# THE EXERCISE
Gather every line in the rows below that contains the word "board". Case counts.

# SOURCE DATA
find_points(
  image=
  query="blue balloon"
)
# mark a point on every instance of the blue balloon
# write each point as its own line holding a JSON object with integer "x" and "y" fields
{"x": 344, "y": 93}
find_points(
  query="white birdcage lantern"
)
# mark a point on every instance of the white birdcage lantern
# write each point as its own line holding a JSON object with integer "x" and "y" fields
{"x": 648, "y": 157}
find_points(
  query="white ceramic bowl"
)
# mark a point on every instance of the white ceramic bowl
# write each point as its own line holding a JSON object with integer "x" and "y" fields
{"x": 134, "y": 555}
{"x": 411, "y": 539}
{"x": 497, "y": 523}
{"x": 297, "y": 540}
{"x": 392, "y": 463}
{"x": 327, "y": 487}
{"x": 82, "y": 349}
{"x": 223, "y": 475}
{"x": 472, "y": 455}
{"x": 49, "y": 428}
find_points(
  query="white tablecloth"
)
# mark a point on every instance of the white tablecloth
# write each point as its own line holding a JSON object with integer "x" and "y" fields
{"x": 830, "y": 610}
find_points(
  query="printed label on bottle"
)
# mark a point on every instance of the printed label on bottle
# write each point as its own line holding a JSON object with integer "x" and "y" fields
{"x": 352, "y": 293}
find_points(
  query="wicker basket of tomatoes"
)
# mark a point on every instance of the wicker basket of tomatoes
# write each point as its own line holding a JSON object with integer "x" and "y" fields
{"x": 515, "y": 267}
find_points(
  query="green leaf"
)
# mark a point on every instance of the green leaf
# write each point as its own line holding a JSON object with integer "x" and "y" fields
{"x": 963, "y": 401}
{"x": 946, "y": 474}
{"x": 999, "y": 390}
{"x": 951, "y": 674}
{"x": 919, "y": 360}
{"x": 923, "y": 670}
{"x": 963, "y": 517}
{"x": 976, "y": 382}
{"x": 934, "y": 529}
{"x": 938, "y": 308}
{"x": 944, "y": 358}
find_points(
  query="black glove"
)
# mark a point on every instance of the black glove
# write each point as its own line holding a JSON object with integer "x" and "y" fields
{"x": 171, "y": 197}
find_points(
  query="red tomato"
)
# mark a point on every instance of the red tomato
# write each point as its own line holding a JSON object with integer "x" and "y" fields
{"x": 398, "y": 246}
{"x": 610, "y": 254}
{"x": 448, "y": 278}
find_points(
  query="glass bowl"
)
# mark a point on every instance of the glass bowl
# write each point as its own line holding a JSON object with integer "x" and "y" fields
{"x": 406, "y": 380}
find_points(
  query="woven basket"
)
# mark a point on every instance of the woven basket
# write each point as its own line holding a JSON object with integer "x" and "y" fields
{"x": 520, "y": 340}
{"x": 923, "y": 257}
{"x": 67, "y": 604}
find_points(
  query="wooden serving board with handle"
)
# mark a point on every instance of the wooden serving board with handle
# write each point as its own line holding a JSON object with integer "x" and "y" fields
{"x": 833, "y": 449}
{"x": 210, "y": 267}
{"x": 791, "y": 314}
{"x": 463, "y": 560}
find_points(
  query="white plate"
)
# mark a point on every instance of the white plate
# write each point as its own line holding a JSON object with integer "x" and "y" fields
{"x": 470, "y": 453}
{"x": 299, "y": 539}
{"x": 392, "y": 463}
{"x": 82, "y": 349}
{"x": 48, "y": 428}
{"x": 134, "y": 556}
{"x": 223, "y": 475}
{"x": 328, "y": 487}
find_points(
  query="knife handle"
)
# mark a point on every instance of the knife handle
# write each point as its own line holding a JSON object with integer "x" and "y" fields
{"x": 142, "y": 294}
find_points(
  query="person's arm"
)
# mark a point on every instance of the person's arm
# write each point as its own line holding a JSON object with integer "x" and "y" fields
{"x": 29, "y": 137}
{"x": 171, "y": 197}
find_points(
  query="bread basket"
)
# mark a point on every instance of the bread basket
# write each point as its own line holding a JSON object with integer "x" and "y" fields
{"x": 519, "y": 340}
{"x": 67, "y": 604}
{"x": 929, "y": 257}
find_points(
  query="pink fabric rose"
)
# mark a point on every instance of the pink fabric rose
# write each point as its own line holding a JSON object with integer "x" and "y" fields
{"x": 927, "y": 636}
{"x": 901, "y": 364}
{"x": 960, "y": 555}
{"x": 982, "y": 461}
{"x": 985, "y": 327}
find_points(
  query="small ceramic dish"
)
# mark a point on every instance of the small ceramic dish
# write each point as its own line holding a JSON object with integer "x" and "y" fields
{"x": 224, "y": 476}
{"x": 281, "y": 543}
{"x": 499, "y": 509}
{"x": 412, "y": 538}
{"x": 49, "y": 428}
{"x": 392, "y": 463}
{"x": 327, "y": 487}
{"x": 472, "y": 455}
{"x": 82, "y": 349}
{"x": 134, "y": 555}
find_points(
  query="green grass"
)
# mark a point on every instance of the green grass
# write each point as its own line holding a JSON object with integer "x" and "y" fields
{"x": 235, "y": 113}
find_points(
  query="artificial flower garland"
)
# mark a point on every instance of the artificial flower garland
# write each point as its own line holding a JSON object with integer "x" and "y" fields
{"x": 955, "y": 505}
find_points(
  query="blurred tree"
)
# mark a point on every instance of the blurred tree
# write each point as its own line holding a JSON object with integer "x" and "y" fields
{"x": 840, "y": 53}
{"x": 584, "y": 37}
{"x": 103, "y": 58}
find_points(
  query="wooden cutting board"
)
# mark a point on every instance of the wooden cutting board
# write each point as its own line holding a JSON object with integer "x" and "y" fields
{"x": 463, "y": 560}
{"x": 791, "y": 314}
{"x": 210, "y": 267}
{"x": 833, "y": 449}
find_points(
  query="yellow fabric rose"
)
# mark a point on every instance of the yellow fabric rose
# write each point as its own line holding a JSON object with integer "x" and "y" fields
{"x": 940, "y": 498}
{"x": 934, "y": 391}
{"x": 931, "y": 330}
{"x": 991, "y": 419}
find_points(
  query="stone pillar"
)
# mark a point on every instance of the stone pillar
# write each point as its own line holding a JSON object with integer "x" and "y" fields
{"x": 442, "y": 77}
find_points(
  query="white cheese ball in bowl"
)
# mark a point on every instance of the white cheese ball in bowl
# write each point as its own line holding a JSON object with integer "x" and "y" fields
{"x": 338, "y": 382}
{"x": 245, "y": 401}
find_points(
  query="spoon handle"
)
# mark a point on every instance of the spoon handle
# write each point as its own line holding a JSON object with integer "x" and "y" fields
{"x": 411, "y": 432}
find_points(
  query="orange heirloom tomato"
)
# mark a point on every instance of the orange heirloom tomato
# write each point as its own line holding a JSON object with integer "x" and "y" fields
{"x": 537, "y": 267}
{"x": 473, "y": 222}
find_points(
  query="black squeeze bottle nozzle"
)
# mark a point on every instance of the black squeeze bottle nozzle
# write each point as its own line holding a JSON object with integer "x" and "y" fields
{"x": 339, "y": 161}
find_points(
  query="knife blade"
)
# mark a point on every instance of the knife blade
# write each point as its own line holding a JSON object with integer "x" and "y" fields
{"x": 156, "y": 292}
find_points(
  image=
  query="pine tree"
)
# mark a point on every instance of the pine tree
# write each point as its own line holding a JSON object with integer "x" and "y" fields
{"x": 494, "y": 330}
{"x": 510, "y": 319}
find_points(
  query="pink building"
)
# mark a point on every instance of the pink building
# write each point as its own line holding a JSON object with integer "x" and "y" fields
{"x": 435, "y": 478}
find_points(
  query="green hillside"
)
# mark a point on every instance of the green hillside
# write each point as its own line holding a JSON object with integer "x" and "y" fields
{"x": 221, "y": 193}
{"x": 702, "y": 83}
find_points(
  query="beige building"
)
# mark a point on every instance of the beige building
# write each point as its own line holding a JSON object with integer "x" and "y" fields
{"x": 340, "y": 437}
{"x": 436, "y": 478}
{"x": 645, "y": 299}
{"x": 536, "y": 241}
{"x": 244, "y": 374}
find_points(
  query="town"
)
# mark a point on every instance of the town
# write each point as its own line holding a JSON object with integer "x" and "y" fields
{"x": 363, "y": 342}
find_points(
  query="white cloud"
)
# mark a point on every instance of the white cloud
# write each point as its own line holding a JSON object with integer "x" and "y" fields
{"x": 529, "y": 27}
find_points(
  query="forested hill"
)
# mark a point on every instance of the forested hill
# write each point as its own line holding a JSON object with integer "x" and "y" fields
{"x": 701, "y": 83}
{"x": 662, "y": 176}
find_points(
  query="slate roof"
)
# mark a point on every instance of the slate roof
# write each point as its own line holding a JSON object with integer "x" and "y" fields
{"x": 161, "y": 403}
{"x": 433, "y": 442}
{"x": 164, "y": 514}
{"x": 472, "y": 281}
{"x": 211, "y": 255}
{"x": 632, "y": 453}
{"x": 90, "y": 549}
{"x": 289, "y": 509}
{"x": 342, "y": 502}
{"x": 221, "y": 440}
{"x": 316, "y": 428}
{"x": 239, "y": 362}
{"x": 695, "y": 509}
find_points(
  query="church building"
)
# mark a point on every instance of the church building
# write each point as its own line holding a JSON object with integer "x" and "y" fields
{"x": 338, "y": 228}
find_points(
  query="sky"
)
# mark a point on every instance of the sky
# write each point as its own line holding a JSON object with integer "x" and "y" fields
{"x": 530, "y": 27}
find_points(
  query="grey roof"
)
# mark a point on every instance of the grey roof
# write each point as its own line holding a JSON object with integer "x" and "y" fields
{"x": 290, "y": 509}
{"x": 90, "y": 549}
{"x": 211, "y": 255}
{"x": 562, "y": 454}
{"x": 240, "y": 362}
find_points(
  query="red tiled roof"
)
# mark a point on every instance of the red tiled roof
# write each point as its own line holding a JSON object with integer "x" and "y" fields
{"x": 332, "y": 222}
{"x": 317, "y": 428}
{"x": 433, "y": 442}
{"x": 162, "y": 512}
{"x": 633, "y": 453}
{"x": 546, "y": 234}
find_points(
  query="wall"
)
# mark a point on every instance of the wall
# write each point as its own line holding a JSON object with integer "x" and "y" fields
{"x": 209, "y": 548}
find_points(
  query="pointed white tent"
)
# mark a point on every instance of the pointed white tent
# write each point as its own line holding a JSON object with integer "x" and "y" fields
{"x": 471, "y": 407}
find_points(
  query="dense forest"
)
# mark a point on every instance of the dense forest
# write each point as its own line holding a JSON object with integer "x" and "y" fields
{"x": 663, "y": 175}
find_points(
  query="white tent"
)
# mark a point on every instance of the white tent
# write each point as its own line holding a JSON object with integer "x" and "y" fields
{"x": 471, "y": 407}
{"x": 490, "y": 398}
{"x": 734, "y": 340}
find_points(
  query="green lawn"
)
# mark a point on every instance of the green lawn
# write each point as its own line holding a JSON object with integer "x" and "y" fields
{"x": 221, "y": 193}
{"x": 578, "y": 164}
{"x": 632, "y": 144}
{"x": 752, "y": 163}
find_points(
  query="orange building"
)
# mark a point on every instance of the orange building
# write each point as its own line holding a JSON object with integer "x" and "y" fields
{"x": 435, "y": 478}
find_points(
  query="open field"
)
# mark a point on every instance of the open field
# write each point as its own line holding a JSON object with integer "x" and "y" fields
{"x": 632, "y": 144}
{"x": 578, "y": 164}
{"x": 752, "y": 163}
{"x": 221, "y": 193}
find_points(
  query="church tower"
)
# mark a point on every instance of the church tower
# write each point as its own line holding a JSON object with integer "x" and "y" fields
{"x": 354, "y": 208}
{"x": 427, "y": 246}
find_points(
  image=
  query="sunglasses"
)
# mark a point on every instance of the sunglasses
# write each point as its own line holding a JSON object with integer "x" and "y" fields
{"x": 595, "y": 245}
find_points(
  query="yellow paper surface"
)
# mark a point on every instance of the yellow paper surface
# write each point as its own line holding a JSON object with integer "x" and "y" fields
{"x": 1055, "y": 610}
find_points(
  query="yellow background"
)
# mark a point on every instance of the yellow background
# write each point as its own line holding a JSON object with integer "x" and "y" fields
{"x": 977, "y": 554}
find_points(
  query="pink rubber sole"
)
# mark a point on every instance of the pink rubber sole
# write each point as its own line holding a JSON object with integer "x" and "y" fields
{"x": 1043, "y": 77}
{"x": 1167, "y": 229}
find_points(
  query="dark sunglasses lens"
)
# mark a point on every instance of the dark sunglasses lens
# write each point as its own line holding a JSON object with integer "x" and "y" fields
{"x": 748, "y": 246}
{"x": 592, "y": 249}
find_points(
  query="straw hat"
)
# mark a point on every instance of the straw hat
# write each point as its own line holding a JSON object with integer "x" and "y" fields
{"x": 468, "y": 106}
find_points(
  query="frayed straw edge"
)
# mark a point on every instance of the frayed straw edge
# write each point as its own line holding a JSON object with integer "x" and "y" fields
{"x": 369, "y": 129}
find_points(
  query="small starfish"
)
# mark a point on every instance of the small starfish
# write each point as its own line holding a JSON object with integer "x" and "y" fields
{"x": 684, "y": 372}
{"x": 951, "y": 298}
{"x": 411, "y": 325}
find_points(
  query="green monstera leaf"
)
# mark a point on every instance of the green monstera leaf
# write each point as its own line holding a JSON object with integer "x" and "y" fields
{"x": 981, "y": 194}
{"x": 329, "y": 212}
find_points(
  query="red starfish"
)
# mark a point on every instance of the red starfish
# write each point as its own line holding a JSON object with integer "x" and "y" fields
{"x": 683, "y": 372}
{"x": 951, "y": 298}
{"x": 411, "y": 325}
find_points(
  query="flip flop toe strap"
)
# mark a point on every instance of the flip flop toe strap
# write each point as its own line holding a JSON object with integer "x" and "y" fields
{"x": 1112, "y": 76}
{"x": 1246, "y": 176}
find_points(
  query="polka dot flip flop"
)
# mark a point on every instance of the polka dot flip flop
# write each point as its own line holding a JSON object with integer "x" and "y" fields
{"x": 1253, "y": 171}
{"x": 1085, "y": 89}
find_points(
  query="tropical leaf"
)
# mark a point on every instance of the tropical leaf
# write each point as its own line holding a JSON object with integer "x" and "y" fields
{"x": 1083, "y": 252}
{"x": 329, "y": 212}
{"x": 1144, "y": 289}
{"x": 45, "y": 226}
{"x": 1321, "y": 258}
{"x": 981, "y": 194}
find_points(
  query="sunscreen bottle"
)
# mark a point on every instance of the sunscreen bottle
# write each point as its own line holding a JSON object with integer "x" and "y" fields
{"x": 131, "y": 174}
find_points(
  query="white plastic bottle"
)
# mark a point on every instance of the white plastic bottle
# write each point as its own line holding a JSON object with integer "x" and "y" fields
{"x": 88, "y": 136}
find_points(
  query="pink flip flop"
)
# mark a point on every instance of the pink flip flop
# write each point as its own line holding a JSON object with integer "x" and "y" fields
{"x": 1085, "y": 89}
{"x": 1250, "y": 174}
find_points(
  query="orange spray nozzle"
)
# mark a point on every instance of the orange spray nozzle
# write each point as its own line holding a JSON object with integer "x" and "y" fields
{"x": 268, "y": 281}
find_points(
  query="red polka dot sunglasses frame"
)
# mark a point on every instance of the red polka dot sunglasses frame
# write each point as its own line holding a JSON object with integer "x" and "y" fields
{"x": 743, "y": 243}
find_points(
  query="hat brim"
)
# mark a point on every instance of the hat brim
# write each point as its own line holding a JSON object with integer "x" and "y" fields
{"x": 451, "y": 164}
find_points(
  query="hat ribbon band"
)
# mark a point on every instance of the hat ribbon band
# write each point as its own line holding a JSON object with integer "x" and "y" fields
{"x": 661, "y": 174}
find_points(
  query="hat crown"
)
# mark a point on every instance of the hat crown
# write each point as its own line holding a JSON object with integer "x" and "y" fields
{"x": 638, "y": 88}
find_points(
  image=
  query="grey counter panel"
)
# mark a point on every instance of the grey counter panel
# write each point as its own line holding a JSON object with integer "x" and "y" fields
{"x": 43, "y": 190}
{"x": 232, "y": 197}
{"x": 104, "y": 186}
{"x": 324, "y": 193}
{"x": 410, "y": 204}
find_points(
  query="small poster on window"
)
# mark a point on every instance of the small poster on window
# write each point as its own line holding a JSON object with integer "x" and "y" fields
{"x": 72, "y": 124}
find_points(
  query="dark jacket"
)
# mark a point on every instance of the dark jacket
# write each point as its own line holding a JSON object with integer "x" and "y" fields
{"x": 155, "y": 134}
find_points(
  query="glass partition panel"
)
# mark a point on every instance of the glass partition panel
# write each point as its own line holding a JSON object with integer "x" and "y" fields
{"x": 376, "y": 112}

# PROBLEM SOLUTION
  query="wooden serving board with handle"
# mark a point on every instance of the wooden serving board with handle
  query="wooden cutting board"
# mark a point on every instance of the wooden cutting board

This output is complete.